From the line with "Reviewer note: check that each instance of the man's" to the final line of the records, reproduce every line exactly and only those lines.

┄┄┄┄┄┄┄┄┄┄

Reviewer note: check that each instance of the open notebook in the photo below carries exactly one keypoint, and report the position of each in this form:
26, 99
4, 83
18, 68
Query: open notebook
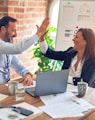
51, 82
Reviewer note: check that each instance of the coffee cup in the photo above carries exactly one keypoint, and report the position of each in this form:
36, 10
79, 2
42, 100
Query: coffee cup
82, 88
12, 87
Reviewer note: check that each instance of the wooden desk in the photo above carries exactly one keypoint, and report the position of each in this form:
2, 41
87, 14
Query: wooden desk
29, 99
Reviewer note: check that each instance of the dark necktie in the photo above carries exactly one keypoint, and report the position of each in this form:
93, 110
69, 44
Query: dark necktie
8, 68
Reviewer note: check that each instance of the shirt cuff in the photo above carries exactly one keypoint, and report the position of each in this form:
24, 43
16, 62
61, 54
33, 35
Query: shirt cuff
43, 46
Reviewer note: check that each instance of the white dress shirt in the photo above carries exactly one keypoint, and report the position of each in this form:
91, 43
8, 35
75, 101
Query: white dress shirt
14, 62
10, 48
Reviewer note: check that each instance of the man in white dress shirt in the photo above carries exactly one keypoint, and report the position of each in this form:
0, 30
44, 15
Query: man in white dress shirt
7, 32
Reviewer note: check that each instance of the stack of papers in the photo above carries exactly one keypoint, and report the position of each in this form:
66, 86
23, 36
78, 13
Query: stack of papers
2, 96
64, 105
8, 113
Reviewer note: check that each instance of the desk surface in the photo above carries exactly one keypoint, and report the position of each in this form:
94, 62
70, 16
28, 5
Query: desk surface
28, 99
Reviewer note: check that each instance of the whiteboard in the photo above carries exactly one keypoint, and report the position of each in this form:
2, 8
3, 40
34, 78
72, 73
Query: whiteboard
73, 15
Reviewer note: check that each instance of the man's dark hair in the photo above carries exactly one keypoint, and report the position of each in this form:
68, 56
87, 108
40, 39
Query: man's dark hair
4, 21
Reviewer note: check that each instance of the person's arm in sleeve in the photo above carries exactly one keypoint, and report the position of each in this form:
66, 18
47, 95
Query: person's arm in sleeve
9, 48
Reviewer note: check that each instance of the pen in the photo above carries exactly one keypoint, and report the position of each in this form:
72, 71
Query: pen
1, 106
76, 102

┄┄┄┄┄┄┄┄┄┄

### Task response
Reviewer note: check that each instance of the man's dark hair in the photo above carries exactly one keypoint, and report the position of each in this form:
68, 56
87, 108
40, 39
Query: man's dark hair
4, 21
Reviewer note: check that each instance of the person's arm in sleeve in the photo above carries exactly one keypoint, and report the position of each in this form:
66, 18
47, 95
Query: person's arm in sleeve
9, 48
Reviewer note: check that each instance of the pen in the photo above carries exactly one keypoint, and report the position of each in this form:
72, 71
Query: pen
1, 106
76, 102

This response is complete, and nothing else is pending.